> What is required: Reproduce the records below, substituting "Provide the bounding box" for every occurrence of "Give the bounding box" and changing nothing else.

========

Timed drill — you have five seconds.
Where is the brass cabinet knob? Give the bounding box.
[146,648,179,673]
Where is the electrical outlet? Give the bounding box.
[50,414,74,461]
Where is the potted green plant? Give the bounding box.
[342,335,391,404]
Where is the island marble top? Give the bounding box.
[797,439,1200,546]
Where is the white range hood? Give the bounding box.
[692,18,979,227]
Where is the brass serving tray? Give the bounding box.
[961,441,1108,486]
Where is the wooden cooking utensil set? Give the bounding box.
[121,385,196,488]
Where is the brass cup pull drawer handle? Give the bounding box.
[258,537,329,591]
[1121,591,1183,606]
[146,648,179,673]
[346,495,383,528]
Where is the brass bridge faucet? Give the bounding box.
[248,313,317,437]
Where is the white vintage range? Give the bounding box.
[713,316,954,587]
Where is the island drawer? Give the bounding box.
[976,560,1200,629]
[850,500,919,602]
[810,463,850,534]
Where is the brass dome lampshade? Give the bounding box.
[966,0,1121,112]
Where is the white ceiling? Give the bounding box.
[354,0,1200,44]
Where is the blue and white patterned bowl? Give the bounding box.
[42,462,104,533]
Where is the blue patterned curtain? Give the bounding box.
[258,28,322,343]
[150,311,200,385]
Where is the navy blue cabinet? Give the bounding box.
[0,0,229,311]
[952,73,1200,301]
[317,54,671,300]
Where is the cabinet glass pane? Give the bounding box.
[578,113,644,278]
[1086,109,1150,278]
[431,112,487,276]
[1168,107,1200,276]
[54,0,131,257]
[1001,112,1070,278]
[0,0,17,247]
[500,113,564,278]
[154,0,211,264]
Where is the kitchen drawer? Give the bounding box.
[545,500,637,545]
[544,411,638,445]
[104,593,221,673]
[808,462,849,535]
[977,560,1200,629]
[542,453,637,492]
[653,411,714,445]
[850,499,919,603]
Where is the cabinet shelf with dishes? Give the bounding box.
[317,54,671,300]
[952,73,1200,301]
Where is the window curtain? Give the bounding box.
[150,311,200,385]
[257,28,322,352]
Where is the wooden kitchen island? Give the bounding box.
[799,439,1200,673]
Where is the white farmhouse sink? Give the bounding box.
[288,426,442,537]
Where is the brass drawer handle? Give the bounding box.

========

> Full solution:
Timed drill — you have five seconds.
Where is the brass cabinet knob? Provide the bounding box.
[146,648,179,673]
Where is the electrical outlet? Provide the bounding box.
[50,414,74,461]
Where is the potted green plant? Provide the bounding box.
[342,335,391,404]
Where is the island marble top? Provide the bounding box.
[797,439,1200,546]
Where is the white range hood? Provide the bounding box.
[692,18,979,227]
Where is the brass serving tray? Provide the bounding box.
[961,441,1108,486]
Where is the wooden cooking utensil set? Provide the bounding box.
[121,385,196,488]
Where is the brass cup pull drawer handle? Provide the bounding box.
[258,537,329,591]
[1121,591,1183,606]
[146,648,179,673]
[346,495,383,528]
Where is the brass bridge faucet? Provide the bounding box.
[248,313,317,437]
Where is the white vintage range? Provide the bounding box.
[713,316,954,587]
Where is the island drawer? Provide the bounding box.
[976,560,1200,629]
[850,500,919,602]
[810,463,850,534]
Where is the brass dome lampshade? Provide the bounding box.
[966,0,1121,112]
Where is the white ceiling? Provide the bounding box.
[354,0,1200,44]
Where is the blue and white patterned bowl? Provide the bounding box.
[42,462,104,533]
Where is the blue patterned curtain? Provide the bounding box.
[258,28,322,343]
[150,311,200,385]
Where is the navy blue cabinet? Provide the bounding box.
[0,0,229,311]
[952,73,1200,301]
[317,54,671,300]
Where is the cabinet glass pane? Provide the bounding box.
[578,113,644,278]
[1086,109,1150,278]
[431,112,487,276]
[1168,107,1200,276]
[54,0,131,257]
[1001,112,1070,278]
[0,0,17,247]
[500,113,564,278]
[154,0,211,264]
Where is the kitchen drawer? Provide the bounding box.
[545,500,637,545]
[544,411,638,445]
[104,593,221,673]
[808,462,849,535]
[977,560,1200,629]
[542,453,637,492]
[653,411,714,445]
[850,499,919,603]
Where is the cabinet shelf with dishes? Provide the bounding box.
[317,54,671,300]
[952,73,1200,301]
Where is the window curtain? Provide the bounding box.
[150,311,200,385]
[257,28,322,352]
Where is the wooden kitchen island? Provide the bounding box.
[799,439,1200,673]
Where is the white farmhouse sink? Provide the bounding box.
[288,426,442,537]
Where is the brass drawer handle? Provide the bounding box.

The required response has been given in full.